THE TASK:
Search the entries for the word "pole". Copy each line in which it is found.

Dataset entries
BEGIN
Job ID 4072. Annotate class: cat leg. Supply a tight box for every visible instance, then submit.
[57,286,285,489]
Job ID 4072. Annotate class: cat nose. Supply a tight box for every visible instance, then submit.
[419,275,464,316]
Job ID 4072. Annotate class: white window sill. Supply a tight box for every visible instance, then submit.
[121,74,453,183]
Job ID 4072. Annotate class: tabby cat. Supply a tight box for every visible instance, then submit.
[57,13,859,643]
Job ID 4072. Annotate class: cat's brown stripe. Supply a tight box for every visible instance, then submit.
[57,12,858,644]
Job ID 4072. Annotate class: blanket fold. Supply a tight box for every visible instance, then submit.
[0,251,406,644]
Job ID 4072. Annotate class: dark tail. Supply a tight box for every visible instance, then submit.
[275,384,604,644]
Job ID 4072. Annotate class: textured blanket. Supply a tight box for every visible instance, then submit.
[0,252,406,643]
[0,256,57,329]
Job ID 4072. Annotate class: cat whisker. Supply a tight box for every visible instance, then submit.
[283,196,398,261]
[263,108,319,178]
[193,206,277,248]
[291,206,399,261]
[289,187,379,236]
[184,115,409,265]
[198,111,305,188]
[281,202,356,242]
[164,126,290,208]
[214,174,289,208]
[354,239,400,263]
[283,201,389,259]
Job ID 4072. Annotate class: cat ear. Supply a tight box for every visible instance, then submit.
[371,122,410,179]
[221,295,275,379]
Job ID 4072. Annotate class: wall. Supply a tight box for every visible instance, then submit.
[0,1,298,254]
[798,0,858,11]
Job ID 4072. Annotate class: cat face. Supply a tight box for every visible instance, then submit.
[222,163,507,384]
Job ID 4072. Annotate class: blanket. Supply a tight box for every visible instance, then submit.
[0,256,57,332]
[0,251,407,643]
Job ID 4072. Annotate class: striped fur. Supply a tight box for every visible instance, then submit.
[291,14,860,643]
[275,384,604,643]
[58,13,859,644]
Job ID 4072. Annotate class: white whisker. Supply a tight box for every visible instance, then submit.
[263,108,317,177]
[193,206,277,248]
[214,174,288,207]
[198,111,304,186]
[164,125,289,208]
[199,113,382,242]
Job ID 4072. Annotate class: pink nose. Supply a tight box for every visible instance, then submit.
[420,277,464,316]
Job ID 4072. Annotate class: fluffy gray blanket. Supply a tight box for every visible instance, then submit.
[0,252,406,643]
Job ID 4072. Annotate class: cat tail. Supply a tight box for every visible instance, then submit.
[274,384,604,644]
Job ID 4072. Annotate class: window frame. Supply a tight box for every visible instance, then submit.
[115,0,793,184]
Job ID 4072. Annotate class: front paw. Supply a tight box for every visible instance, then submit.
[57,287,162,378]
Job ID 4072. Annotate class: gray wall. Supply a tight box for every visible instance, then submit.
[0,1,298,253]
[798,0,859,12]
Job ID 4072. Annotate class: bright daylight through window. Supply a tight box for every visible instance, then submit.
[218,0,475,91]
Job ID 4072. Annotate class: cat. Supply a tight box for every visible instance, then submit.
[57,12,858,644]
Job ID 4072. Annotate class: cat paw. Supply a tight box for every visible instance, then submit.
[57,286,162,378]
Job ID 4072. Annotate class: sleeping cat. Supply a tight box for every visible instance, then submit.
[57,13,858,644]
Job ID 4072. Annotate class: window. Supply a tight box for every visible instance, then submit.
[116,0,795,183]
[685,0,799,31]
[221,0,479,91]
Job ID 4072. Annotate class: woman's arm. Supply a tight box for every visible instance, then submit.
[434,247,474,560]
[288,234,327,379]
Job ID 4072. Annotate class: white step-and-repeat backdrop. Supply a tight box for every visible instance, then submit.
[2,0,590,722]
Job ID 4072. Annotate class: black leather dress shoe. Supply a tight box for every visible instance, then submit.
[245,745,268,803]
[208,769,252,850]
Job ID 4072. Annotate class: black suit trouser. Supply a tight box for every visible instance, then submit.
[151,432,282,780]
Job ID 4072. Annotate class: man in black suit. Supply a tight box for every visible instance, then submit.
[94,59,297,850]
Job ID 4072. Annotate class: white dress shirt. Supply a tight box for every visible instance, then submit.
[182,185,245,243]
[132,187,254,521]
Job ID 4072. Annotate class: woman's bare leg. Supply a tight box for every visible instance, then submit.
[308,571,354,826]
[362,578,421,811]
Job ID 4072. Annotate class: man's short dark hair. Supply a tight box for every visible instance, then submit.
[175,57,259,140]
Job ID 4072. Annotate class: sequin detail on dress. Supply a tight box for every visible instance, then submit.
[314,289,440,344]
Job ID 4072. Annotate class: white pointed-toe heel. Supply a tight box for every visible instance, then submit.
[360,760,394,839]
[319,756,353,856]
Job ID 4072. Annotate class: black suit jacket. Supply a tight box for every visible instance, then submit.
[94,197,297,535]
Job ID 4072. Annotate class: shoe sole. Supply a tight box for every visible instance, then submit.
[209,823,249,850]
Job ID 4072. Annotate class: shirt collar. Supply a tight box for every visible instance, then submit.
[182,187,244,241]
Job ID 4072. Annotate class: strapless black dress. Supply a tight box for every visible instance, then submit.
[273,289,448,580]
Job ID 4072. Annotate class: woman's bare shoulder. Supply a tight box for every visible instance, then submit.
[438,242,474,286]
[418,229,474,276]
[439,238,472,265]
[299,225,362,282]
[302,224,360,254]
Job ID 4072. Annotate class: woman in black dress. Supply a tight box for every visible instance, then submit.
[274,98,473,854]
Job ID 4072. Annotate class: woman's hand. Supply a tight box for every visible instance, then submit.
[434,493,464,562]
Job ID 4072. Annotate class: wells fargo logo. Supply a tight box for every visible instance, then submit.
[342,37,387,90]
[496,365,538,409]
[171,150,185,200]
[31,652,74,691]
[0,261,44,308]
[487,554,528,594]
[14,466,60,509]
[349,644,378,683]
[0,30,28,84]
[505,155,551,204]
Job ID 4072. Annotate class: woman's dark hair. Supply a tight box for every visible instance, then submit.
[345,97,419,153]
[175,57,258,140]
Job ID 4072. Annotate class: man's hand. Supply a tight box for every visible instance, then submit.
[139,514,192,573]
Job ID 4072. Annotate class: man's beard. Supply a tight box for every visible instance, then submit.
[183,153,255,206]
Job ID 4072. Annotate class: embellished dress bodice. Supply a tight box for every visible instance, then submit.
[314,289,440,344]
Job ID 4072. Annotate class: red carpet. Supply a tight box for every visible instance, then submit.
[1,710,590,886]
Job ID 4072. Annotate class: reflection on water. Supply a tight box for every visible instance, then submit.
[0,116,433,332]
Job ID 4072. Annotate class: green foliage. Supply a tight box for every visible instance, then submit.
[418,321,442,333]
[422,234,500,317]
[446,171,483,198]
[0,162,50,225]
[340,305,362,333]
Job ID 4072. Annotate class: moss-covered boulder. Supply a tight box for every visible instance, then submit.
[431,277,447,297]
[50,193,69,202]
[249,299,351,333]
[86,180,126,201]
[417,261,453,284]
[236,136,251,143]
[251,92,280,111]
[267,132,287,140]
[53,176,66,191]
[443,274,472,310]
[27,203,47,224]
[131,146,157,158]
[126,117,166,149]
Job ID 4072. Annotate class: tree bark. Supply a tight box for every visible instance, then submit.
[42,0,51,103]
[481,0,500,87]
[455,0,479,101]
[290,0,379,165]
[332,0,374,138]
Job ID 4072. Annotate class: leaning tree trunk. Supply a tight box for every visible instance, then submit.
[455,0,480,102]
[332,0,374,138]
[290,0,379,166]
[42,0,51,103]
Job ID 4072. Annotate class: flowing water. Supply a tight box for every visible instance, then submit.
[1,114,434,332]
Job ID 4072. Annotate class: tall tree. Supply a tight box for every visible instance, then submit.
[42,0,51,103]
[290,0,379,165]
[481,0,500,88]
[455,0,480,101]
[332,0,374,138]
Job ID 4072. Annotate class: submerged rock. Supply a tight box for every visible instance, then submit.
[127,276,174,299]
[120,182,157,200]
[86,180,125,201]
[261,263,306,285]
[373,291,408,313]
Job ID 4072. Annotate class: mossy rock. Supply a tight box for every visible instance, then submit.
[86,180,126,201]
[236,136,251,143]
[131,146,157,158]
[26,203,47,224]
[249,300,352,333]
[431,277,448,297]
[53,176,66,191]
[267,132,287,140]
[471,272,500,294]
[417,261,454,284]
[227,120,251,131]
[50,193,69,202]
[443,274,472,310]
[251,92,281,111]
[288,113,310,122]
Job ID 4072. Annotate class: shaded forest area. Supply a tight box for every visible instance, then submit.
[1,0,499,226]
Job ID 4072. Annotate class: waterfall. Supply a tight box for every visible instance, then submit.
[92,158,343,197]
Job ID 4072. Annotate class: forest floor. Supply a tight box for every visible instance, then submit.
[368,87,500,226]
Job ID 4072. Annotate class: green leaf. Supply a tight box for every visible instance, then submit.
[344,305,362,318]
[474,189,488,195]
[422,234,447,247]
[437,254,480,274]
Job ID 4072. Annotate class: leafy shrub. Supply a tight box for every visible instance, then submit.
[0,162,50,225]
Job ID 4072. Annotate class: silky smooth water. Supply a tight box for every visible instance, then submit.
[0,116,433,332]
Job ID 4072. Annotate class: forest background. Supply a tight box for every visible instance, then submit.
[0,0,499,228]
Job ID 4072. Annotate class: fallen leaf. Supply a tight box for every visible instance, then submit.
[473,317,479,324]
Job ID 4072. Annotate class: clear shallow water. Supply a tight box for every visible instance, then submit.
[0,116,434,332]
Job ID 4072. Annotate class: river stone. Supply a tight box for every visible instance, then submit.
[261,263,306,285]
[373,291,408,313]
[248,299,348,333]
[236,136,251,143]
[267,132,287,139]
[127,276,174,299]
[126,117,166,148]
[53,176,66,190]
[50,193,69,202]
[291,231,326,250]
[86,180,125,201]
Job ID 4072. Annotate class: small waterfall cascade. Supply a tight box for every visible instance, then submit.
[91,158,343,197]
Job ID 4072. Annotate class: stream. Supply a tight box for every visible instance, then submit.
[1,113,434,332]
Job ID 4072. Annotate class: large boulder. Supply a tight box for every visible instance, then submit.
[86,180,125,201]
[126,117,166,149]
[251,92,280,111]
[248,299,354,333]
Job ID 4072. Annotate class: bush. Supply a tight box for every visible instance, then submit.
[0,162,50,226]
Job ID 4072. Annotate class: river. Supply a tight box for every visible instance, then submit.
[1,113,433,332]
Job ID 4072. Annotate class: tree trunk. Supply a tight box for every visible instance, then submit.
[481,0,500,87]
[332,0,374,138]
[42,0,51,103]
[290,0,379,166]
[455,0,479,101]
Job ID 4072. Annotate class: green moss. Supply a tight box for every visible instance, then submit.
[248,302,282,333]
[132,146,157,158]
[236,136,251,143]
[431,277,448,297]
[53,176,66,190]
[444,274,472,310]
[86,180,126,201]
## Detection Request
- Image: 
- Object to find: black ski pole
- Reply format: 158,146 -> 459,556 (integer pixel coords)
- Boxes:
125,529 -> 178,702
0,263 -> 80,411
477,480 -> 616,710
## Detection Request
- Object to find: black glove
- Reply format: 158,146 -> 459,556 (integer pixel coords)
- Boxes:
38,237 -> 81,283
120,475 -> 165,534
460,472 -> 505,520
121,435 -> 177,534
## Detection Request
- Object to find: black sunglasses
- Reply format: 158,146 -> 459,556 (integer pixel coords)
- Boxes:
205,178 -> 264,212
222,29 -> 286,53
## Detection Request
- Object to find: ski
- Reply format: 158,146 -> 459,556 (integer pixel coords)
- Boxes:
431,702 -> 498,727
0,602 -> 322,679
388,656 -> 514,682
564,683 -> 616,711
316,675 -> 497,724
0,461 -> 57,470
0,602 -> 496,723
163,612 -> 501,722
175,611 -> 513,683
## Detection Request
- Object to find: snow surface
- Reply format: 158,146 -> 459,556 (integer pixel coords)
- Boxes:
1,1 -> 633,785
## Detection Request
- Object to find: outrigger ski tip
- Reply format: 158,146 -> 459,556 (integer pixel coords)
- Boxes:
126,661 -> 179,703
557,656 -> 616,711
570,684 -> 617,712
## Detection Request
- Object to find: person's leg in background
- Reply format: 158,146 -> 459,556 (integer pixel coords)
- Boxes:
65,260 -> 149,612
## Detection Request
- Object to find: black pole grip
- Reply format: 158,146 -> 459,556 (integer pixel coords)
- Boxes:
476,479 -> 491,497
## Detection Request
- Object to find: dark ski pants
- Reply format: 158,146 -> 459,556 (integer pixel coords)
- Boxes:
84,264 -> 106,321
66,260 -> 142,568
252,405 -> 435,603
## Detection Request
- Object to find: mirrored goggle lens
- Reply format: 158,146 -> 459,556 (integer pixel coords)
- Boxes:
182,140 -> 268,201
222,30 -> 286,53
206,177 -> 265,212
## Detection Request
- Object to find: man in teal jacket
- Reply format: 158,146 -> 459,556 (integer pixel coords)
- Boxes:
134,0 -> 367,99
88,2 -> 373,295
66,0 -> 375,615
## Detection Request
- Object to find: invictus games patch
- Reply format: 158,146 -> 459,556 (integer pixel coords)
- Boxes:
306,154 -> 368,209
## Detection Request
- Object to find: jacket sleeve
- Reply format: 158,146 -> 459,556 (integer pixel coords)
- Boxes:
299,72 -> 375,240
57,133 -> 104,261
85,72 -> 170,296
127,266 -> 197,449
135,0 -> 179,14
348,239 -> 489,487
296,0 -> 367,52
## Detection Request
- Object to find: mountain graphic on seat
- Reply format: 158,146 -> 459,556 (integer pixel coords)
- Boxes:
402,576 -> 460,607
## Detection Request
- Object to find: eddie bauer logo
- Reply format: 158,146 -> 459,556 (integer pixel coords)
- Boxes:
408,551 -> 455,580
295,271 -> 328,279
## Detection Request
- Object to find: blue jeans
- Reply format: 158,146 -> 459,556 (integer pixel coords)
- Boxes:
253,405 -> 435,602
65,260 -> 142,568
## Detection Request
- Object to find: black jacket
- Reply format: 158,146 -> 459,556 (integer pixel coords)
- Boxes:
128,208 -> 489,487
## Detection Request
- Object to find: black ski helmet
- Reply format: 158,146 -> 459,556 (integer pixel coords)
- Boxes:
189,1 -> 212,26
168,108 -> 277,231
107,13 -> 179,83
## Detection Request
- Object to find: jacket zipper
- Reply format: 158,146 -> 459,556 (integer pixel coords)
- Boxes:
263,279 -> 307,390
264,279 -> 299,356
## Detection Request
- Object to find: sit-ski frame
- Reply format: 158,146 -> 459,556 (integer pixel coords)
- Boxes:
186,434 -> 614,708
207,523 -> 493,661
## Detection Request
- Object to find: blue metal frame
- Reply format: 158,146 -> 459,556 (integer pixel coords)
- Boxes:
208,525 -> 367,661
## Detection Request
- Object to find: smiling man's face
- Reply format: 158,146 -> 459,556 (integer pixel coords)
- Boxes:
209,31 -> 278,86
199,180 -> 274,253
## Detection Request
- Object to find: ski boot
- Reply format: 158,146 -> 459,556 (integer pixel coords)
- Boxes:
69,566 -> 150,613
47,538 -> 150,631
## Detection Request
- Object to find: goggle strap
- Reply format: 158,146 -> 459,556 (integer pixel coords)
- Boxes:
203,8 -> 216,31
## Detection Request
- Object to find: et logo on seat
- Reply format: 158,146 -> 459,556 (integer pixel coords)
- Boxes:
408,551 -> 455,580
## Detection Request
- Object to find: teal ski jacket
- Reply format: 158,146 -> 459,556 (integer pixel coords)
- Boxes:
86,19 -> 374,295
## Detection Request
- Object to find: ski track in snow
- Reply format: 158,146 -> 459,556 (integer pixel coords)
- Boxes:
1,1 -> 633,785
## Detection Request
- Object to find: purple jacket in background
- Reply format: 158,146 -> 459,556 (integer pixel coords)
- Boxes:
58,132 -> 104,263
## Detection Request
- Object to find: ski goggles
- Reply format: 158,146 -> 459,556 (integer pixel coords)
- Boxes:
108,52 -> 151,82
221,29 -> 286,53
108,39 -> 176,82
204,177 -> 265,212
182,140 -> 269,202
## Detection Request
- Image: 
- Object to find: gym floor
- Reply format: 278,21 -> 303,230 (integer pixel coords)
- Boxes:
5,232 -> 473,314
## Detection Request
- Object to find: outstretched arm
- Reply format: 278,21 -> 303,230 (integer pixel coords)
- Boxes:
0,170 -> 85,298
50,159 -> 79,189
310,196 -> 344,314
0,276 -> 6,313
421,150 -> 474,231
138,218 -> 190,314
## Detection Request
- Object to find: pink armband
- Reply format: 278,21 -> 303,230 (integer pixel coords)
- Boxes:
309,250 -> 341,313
END
EXERCISE SOLUTION:
- Object to find: black ski pole
- Object to find: black pole grip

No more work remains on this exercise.